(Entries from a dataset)
** START **
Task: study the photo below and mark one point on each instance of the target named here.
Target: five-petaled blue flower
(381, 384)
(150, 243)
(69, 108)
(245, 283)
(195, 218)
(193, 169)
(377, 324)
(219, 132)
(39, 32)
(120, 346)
** END **
EXERCISE PROMPT: Rewrite the rows above with "blue" changed to "purple" wherever it occurs, keeping everything else the same.

EXERCISE ANSWER:
Task: study the photo below and mark one point on each instance of the target named here.
Target: five-petaled purple flower
(381, 384)
(150, 243)
(69, 108)
(245, 283)
(195, 218)
(193, 169)
(377, 324)
(219, 132)
(39, 32)
(120, 346)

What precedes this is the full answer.